Exercise prompt: Copy out the lines of the material below word for word, from the line containing "1241, row 48." through the line containing "column 206, row 437", including both of those lines.

(Pointing dataset records)
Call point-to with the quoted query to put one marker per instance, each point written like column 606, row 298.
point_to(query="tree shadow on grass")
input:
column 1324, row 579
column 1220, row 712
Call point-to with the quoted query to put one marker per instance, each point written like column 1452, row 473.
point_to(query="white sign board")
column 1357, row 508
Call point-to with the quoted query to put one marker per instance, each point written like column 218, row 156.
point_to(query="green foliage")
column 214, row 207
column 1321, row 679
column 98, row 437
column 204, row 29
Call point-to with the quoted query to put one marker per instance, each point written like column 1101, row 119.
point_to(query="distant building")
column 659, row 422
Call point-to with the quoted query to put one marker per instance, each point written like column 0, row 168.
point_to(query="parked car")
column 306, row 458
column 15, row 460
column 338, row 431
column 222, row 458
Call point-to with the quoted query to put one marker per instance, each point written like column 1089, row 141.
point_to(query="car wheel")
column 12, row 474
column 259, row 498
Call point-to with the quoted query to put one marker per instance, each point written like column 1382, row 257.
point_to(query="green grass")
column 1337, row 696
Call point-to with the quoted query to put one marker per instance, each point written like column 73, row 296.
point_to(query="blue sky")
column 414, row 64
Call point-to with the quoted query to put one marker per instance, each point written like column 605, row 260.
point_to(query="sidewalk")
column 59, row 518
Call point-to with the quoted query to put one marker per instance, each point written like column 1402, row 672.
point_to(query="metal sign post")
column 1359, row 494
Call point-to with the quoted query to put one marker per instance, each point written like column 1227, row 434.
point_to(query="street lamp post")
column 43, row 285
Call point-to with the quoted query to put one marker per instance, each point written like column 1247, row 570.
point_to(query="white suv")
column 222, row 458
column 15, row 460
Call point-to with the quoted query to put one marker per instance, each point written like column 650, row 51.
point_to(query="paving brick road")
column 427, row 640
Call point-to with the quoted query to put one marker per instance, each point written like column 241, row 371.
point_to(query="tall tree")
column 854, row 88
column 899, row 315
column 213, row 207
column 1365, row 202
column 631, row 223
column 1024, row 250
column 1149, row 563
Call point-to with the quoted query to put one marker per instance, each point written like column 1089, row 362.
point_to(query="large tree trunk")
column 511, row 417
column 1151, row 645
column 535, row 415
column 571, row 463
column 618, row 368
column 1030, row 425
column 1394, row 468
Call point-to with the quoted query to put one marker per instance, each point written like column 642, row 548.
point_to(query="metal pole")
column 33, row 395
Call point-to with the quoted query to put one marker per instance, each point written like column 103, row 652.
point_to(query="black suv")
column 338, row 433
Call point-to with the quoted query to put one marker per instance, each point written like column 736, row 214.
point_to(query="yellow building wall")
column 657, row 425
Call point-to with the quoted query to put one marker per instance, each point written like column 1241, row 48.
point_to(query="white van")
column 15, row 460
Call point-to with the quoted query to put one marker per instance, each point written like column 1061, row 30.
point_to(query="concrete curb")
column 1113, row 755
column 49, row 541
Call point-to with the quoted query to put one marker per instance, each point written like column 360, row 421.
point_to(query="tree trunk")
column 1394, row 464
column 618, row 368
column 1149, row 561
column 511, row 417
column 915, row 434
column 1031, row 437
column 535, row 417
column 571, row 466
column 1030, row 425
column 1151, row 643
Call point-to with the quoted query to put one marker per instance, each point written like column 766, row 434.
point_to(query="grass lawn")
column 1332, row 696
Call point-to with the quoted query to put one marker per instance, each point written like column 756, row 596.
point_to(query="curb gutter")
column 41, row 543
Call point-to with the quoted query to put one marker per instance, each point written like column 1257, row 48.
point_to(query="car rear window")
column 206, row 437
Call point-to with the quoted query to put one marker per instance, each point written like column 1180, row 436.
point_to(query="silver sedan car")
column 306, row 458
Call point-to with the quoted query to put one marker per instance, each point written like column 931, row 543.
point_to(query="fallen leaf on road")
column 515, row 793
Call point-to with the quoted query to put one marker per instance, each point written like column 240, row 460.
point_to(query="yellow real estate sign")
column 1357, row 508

---

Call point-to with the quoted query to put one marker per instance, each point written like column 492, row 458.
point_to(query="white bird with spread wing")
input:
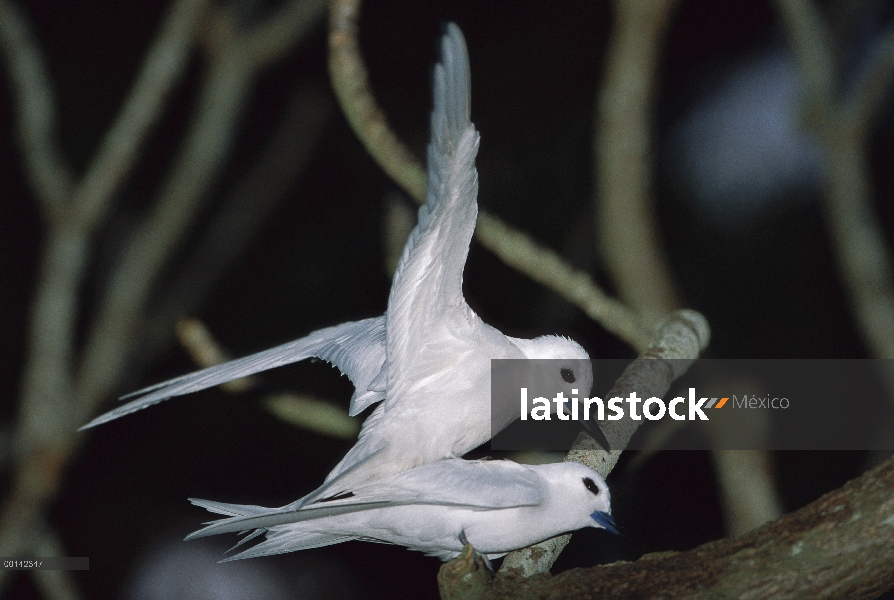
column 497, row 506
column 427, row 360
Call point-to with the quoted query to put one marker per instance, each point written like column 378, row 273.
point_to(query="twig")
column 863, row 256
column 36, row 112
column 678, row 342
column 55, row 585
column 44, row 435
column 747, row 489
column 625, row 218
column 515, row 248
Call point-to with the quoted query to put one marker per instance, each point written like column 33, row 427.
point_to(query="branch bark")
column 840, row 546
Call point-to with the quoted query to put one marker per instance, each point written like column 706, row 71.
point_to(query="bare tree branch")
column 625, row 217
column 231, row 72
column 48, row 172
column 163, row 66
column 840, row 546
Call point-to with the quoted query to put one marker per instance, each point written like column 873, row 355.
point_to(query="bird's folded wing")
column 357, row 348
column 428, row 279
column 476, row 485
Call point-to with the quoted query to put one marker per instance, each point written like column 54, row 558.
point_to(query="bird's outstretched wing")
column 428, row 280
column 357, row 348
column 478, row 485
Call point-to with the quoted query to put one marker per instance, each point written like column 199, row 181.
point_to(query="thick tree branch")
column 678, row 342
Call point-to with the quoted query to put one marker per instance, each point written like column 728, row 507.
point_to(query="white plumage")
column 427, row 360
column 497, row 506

* * *

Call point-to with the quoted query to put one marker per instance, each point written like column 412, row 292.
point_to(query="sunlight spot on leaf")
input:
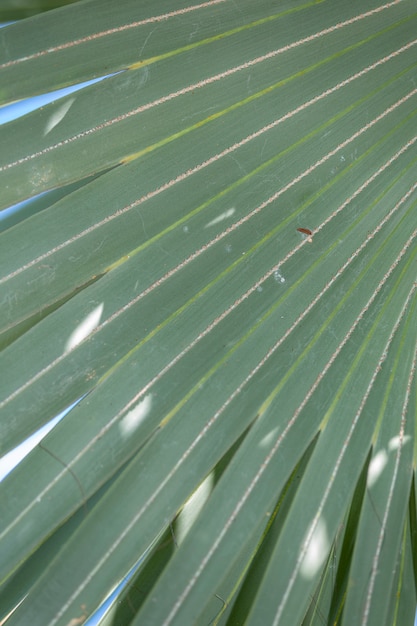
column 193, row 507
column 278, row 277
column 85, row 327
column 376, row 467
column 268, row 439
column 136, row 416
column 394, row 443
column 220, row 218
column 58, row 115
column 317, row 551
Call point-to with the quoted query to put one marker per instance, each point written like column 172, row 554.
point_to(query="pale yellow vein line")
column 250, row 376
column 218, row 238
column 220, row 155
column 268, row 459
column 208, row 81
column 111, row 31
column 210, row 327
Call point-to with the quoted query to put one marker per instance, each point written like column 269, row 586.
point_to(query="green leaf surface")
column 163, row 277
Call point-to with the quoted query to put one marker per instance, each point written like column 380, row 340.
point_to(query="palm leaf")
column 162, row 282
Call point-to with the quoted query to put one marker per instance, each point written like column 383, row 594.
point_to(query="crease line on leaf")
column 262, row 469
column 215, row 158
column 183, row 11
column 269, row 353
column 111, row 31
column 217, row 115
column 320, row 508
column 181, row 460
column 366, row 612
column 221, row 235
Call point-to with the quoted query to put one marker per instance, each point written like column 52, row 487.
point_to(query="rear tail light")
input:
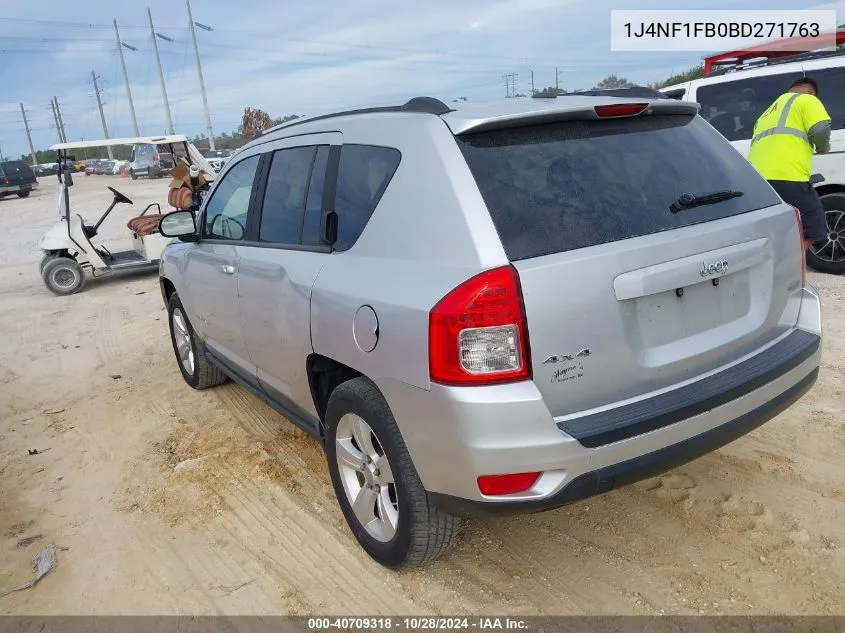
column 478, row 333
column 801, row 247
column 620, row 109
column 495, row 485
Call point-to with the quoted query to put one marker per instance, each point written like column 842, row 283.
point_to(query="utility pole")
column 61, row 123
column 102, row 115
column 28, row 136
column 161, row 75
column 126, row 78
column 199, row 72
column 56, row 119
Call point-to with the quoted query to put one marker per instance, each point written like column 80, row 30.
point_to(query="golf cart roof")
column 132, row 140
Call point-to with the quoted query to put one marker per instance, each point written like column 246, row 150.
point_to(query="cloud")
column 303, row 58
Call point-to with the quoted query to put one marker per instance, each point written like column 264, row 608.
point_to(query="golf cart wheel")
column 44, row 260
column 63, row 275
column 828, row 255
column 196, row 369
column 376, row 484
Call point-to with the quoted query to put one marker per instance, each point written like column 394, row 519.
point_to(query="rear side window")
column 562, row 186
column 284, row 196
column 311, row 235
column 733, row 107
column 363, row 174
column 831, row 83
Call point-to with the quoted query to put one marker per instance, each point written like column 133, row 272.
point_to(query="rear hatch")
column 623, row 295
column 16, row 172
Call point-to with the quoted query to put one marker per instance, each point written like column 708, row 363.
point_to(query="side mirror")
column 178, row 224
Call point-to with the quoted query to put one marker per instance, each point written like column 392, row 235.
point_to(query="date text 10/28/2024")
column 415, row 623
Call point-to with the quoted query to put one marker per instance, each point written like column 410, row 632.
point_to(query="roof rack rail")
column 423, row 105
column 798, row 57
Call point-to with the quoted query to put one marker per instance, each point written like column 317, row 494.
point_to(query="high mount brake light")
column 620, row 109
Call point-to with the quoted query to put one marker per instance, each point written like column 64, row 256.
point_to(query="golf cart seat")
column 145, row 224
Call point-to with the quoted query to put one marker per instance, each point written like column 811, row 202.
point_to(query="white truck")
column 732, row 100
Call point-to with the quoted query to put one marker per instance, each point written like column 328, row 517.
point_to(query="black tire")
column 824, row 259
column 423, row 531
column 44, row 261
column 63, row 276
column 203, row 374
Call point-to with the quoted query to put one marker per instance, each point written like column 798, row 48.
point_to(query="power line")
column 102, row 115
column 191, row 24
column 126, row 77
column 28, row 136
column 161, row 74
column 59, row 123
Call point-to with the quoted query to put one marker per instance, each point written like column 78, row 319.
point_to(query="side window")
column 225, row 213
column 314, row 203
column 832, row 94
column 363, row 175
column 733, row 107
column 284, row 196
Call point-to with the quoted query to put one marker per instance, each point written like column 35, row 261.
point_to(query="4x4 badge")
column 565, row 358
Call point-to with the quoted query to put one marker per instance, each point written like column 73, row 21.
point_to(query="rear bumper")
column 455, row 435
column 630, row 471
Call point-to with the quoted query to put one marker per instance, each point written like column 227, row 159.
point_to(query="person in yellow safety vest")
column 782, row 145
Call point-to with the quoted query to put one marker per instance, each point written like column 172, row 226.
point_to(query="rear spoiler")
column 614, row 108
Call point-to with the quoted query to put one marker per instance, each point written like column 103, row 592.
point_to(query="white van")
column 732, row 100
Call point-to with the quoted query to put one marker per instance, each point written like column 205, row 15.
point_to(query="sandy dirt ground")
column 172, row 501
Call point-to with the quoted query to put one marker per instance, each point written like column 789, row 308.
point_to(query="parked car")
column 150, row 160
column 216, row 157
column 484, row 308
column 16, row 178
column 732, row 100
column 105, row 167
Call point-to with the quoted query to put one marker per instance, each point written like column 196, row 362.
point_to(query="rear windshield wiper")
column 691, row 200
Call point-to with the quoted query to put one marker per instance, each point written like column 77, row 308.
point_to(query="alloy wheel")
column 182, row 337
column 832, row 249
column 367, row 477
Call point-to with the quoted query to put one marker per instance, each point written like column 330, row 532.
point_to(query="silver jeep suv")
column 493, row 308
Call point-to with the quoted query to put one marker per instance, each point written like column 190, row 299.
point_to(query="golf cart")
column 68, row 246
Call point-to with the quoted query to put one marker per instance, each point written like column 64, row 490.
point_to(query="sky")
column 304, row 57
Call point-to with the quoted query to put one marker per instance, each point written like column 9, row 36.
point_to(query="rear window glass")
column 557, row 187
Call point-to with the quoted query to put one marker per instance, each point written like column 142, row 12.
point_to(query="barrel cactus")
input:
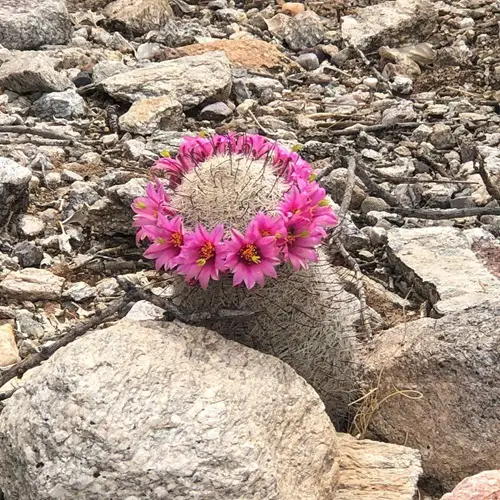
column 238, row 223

Answer to the task:
Call point-to with the quoted query to put one marker per instance, each point written like column 1241, row 48.
point_to(query="white van")
column 15, row 460
Call point-to with the quoted query to put one marker per instance, each point written like column 1061, row 30.
point_to(query="concrete curb")
column 1113, row 755
column 49, row 541
Call point-to with the quoted query to put one marker per instance, each point written like column 360, row 421.
point_to(query="tree trunk")
column 1394, row 464
column 618, row 368
column 1149, row 561
column 511, row 417
column 915, row 434
column 1031, row 437
column 535, row 417
column 571, row 466
column 1030, row 425
column 1151, row 643
Call point-to with the quoted query to put one marker per instance, each point written like column 766, row 434.
point_to(query="grass lawn")
column 1332, row 696
Call point-to with the quoted query to put one marker per instance, each point written like column 756, row 596.
point_to(query="curb gutter")
column 41, row 543
Call point-to with the quoted query to put one marker per instance, each point written like column 1257, row 48.
point_to(query="car rear window")
column 206, row 437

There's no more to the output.